| Work item |
Could you write out the records below exactly, without omitting a line?

>>

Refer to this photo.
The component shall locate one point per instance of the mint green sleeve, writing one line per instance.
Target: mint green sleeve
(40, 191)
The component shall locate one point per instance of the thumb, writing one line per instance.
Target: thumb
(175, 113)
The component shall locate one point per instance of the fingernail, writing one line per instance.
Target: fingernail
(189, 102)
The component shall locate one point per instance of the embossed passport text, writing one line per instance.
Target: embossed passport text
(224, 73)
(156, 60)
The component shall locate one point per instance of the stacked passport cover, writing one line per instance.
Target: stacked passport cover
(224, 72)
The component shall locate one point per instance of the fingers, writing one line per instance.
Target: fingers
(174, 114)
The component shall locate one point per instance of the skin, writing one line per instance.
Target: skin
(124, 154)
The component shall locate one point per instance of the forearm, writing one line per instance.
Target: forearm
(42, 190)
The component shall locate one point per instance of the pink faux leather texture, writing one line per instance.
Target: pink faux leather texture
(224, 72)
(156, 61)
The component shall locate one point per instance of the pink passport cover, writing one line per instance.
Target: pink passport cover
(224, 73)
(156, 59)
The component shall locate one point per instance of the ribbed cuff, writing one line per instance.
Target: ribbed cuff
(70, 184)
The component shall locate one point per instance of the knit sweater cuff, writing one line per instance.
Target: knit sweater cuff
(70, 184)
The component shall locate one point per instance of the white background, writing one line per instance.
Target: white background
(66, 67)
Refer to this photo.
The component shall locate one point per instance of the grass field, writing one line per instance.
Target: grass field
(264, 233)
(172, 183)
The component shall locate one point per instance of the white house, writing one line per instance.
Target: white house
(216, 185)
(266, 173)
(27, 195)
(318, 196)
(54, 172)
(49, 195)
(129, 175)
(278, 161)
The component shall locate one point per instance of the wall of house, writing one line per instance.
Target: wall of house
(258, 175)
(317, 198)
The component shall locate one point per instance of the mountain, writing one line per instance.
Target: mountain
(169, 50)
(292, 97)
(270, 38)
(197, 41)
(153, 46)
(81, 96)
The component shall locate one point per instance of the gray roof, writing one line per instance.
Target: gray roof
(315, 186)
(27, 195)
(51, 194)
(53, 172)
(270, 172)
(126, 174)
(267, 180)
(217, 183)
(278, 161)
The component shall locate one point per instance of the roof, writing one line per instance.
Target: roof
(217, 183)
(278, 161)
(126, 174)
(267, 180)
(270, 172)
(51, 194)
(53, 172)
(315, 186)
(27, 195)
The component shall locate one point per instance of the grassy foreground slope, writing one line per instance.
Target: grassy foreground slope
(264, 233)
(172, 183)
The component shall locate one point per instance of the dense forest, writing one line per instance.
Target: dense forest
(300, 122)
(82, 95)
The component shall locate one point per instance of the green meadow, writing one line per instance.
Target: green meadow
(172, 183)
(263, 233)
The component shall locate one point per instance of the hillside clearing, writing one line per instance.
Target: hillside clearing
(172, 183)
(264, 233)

<<

| Written solution |
Refer to this photo.
The component shall locate one point per instance of the mint green sleeve, writing one line per instance.
Target: mint green sleeve
(40, 191)
The component shall locate one point per instance of the thumb, writing one line per instance.
Target: thumb
(175, 113)
The component shall locate one point per instance of the fingernail, writing one line per instance.
Target: fingernail
(189, 102)
The component shall locate one point per instance of the embossed passport text, writing one line per instance.
Target: embossed passport text
(224, 73)
(156, 60)
The component shall locate one point per instance of the stacked passport cover, writing one line per instance.
Target: stacked passport cover
(224, 72)
The component shall locate one point per instance of the fingers, writing one line per instance.
Target: fingers
(174, 114)
The component shall locate one point per instance of the skin, writing one line per instance.
Target: skin
(124, 154)
The component shall locate one point per instance of the forearm, writing one line per instance.
Target: forearm
(42, 190)
The component shall locate one point per instance of the pink faux leather texture, writing one line per instance.
Target: pink faux leather texture
(224, 72)
(156, 61)
The component shall locate one point per instance of the pink passport cover, writing one line per instance.
Target: pink passport cover
(224, 73)
(156, 59)
The component shall locate one point per instance of the ribbed cuff, writing one line per instance.
Target: ribbed cuff
(70, 184)
The component shall locate one point per instance of the knit sweater cuff, writing one line per instance.
Target: knit sweater cuff
(70, 184)
The component shall locate one point per instance of the white background, writing one line per instance.
Target: white background
(66, 67)
Refer to this photo.
The component shall locate one point per instance of the grass field, writing one line per instance.
Target: grass field
(264, 233)
(172, 183)
The component shall locate one point per instance of the white house, writing one line per instance.
Target: white house
(216, 185)
(266, 173)
(27, 195)
(318, 196)
(54, 172)
(49, 195)
(129, 175)
(278, 161)
The component shall locate one point per instance of the wall of house, writing one line per instance.
Target: wall of house
(258, 175)
(317, 198)
The component shall locate one point per instance of the mountain, writing one line per instance.
Target: mountain
(169, 50)
(292, 97)
(270, 38)
(197, 41)
(153, 46)
(81, 96)
The component shall locate one point per instance of the gray roof, writing one line per instance.
Target: gray roof
(315, 186)
(27, 195)
(51, 194)
(53, 172)
(270, 172)
(126, 174)
(267, 180)
(217, 183)
(278, 161)
The component shall locate one point per instance of the roof, writing one line per instance.
Target: roof
(217, 183)
(278, 161)
(126, 174)
(267, 180)
(270, 172)
(51, 194)
(53, 172)
(315, 186)
(27, 195)
The component shall locate one point per instance of the grassy foreground slope, writing one line per instance.
Target: grassy foreground slope
(264, 233)
(172, 183)
The component shall locate one point per instance of the dense forest, writing one line per instance.
Target: dense forest
(300, 122)
(82, 95)
The component shall locate one point per instance of the green meadow, writing one line per instance.
Target: green meadow
(172, 183)
(263, 233)
The component shall locate one point per instance of the hillside clearing, writing one line per instance.
Target: hillside clearing
(172, 183)
(264, 233)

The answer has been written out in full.